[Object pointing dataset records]
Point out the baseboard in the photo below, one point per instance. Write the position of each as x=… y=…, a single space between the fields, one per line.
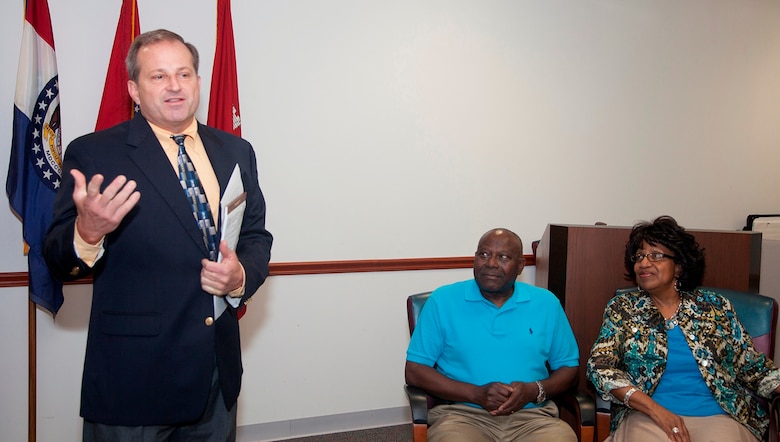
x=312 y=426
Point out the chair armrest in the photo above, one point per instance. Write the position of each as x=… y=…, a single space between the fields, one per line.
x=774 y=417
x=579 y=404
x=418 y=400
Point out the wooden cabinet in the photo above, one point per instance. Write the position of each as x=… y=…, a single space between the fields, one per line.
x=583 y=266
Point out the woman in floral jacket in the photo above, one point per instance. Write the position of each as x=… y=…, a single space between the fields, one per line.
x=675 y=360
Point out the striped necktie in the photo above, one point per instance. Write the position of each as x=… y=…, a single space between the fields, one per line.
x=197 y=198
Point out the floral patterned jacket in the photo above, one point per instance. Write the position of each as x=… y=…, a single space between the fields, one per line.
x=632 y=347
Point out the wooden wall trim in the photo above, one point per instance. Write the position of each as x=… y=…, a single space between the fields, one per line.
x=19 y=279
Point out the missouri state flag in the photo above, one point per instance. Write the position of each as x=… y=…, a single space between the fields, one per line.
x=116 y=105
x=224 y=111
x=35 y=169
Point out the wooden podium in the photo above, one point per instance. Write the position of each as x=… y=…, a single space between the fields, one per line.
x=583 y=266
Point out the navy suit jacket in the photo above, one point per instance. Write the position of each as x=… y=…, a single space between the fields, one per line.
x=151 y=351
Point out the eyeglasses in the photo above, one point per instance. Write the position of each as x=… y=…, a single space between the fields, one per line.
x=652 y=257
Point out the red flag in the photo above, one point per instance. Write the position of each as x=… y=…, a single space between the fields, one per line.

WHAT THIS TASK INVOLVES
Output as a Markdown table with columns Num and Content the records starting with the line containing "Point out the woman" and going on through the line containing "x=675 y=360", one row per line and blank lines left out.

THE RESPONSE
| Num | Content |
|---|---|
| 1 | Point out the woman in floral jacket in the photo above, one point per instance. Write the position of each as x=… y=…, a single space between the fields, one per line. |
| 2 | x=675 y=360 |